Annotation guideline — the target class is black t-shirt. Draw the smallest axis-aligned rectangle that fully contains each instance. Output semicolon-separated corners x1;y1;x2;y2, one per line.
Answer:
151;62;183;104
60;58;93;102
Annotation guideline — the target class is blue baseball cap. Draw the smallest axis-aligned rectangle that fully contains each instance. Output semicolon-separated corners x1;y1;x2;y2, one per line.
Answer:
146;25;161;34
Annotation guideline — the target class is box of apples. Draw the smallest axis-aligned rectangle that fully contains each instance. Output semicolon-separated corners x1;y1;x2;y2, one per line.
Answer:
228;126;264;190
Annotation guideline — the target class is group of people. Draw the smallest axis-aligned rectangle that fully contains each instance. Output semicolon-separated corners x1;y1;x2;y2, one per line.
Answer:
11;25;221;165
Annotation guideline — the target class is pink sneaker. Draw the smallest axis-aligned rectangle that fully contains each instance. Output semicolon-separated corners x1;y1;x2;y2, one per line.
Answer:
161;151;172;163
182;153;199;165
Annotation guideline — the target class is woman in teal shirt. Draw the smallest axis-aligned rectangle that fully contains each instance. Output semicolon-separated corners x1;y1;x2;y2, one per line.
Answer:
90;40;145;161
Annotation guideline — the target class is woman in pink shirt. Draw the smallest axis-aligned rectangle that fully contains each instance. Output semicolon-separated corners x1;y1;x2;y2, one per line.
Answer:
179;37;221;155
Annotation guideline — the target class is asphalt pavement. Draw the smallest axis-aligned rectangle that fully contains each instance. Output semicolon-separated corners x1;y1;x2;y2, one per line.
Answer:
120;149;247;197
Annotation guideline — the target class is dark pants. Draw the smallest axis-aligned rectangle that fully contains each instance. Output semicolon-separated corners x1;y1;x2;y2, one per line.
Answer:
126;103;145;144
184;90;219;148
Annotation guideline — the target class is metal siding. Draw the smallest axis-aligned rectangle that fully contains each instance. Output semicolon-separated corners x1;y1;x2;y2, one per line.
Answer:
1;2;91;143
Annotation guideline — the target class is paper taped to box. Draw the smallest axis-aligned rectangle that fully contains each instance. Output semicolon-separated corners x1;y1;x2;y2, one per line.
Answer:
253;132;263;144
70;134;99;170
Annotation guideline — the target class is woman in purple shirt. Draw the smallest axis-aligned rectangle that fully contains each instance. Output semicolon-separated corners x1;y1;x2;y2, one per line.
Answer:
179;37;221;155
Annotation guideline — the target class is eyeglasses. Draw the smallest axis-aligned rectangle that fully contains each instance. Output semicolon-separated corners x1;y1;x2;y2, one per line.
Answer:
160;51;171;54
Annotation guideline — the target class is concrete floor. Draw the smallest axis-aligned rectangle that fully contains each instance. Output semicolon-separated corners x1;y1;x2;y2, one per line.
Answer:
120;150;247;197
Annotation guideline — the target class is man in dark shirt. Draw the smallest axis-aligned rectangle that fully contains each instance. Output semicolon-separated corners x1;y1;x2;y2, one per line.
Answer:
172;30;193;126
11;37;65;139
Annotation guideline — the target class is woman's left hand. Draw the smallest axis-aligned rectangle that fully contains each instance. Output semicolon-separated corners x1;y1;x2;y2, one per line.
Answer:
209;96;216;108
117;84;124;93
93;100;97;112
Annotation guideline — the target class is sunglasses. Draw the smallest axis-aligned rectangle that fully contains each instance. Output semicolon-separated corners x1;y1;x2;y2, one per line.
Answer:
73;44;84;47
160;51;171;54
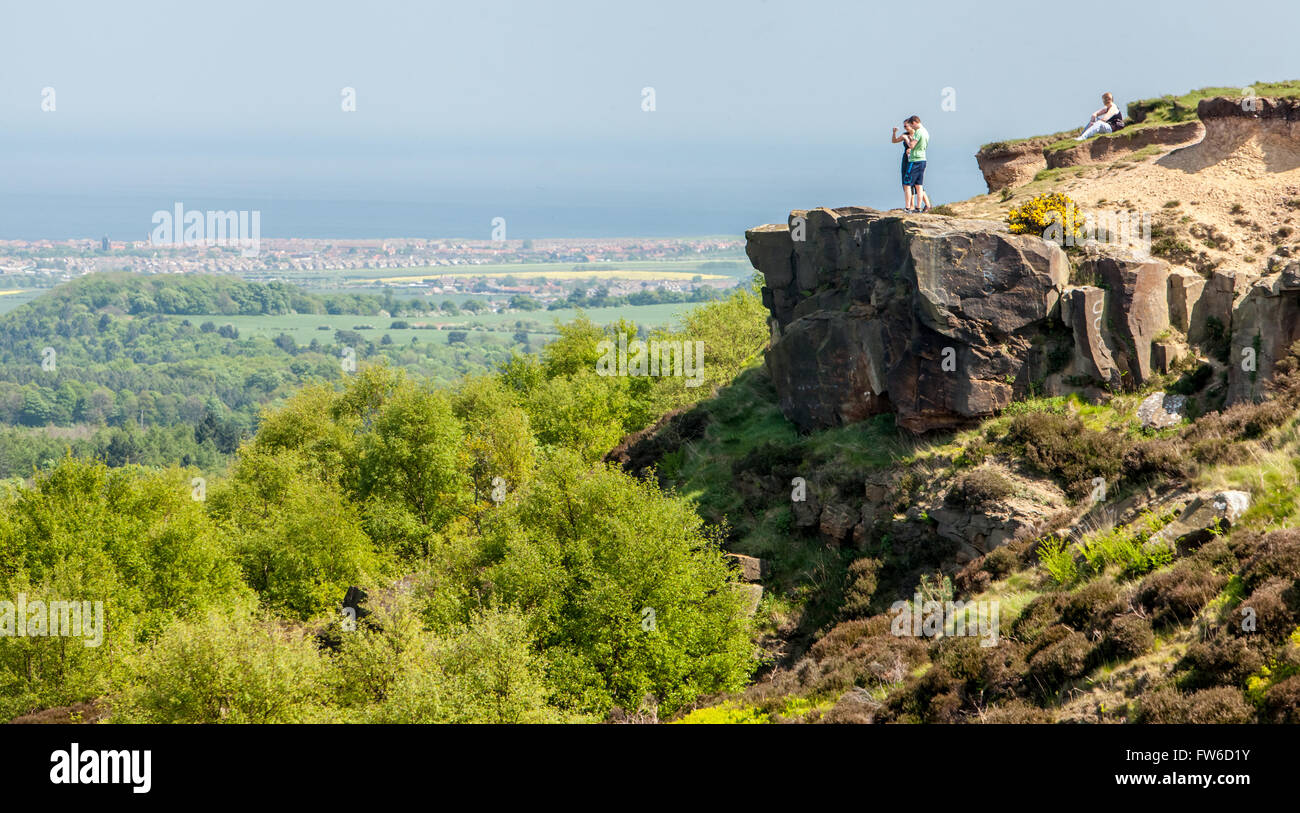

-.-.-

Return word for word the lines starting at the very first line of the rows and going on through the line with "60;58;93;102", including that line.

> [Answer for the task]
Annotation guideline — the target class is black t-shirt. Draw the smallest axis-aligned rectangle that fully contains each instance. Output semicolon-separated corners x1;y1;x2;y2, one per line.
Answer:
151;62;183;104
60;58;93;102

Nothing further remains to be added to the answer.